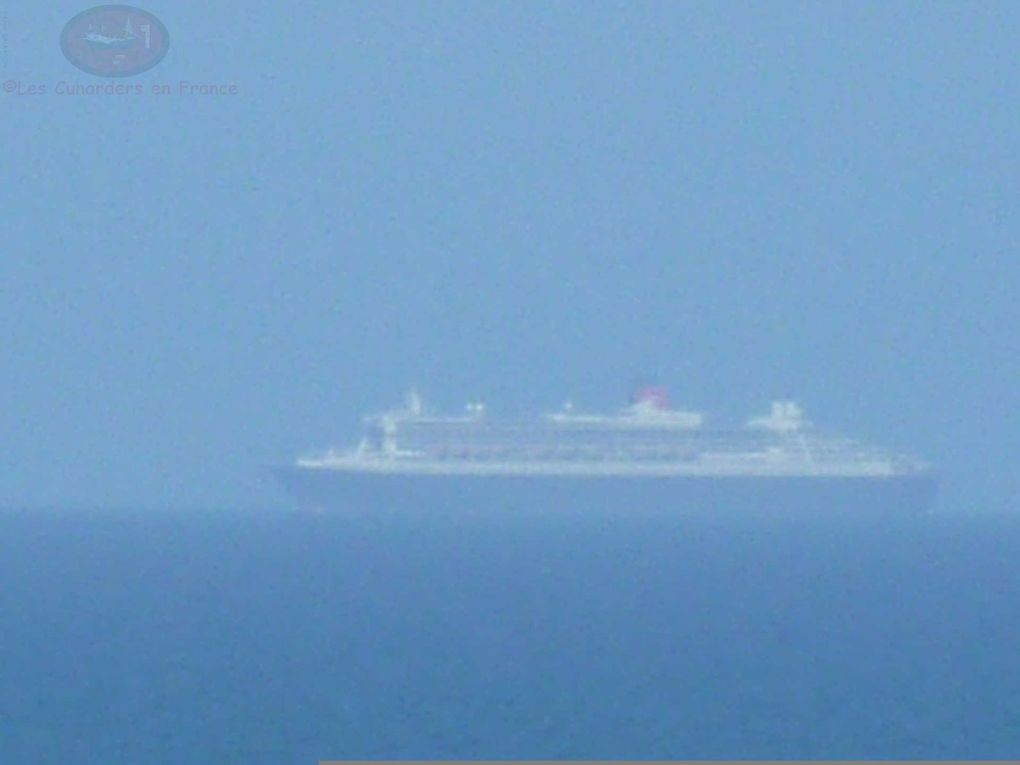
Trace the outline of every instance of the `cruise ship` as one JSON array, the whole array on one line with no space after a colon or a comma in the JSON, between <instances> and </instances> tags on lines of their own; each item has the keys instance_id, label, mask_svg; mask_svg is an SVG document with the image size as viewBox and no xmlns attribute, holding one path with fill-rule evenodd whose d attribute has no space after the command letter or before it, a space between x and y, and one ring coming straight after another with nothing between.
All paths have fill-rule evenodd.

○ ○ ○ ○ ○ ○ ○

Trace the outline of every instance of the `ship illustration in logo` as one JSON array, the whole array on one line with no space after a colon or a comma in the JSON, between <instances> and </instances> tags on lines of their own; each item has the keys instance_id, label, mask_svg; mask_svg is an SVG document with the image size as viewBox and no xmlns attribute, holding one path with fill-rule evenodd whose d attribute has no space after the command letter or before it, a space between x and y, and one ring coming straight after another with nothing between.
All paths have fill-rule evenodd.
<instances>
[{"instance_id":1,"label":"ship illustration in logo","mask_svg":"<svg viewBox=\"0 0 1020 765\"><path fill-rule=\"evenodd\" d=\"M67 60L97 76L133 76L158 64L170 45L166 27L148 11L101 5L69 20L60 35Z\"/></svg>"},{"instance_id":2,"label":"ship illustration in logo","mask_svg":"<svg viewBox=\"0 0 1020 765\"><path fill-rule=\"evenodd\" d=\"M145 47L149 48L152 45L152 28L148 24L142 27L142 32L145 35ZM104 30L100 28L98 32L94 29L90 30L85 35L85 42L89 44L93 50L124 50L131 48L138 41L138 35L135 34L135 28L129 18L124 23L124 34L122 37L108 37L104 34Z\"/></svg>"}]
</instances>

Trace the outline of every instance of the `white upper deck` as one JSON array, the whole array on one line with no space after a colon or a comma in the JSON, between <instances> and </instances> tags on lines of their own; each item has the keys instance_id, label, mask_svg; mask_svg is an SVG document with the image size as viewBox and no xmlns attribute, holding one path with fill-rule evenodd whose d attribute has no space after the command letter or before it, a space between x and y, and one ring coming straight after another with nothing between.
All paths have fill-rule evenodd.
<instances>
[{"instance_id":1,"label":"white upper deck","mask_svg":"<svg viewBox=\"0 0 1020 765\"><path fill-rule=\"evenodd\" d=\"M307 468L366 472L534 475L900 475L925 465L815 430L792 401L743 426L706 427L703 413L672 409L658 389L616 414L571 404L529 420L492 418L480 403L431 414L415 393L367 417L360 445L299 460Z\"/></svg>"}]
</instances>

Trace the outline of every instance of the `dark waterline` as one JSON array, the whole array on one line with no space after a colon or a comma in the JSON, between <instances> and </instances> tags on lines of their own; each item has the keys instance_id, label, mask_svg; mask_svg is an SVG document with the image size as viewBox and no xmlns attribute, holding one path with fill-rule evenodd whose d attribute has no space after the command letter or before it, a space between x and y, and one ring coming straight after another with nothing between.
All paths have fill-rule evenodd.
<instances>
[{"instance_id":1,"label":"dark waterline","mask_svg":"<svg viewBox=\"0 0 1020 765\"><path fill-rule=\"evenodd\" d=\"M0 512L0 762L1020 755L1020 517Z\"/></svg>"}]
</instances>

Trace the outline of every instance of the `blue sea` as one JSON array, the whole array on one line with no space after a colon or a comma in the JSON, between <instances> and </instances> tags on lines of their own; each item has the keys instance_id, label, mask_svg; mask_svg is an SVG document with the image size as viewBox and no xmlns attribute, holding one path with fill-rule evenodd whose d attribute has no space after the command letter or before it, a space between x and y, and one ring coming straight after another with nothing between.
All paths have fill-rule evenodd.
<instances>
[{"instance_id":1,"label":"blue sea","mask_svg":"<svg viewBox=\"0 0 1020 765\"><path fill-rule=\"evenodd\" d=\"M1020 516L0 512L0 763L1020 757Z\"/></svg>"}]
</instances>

○ ○ ○ ○ ○ ○ ○

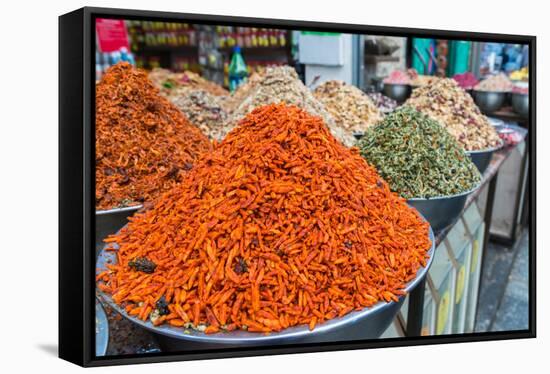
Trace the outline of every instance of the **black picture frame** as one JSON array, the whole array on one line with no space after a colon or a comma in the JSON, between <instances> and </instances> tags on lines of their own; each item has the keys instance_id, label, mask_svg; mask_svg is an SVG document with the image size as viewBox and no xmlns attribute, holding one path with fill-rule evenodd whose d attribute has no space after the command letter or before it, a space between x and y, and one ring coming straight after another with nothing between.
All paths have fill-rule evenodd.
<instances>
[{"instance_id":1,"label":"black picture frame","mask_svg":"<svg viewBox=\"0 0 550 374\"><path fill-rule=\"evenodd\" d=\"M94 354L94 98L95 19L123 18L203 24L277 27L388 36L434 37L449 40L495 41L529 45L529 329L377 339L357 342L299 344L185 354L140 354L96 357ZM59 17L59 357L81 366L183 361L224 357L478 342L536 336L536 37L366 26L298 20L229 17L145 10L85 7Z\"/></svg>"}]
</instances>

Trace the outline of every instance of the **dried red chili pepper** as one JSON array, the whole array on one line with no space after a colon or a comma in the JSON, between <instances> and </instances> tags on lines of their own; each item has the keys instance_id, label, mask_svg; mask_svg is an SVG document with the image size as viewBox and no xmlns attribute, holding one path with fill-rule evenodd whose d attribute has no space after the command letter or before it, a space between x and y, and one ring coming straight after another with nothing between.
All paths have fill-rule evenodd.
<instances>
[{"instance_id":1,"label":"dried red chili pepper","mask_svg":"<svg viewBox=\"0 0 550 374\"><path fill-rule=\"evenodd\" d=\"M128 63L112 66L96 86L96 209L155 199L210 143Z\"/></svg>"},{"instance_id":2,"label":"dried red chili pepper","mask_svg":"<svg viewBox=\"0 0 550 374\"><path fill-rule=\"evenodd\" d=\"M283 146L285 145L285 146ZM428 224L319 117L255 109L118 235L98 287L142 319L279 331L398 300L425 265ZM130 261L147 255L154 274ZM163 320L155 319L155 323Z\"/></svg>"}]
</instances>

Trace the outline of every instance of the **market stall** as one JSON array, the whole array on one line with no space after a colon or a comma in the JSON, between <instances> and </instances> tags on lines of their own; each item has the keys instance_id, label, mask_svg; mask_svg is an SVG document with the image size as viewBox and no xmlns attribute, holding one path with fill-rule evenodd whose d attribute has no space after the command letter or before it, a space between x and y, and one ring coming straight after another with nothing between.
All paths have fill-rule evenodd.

○ ○ ○ ○ ○ ○ ○

● **Job**
Copy out in full each line of the records above that contains the word "blue".

● **Solution below**
Trace the outline of every instance of the `blue sea` as one JSON array, the whole array on one line with no space after a colon or a comma in the JSON, between <instances> and </instances> tags on lines of their own; each item has the keys instance_id, label, mask_svg; mask_svg is an SVG document with the image size as viewBox and no xmlns attribute, holding one path with fill-rule evenodd whose d attribute has no space after the command letter or before it, a space between x and y, and one ring coming straight after another with nothing between.
[{"instance_id":1,"label":"blue sea","mask_svg":"<svg viewBox=\"0 0 1020 765\"><path fill-rule=\"evenodd\" d=\"M1020 516L0 512L0 763L1020 757Z\"/></svg>"}]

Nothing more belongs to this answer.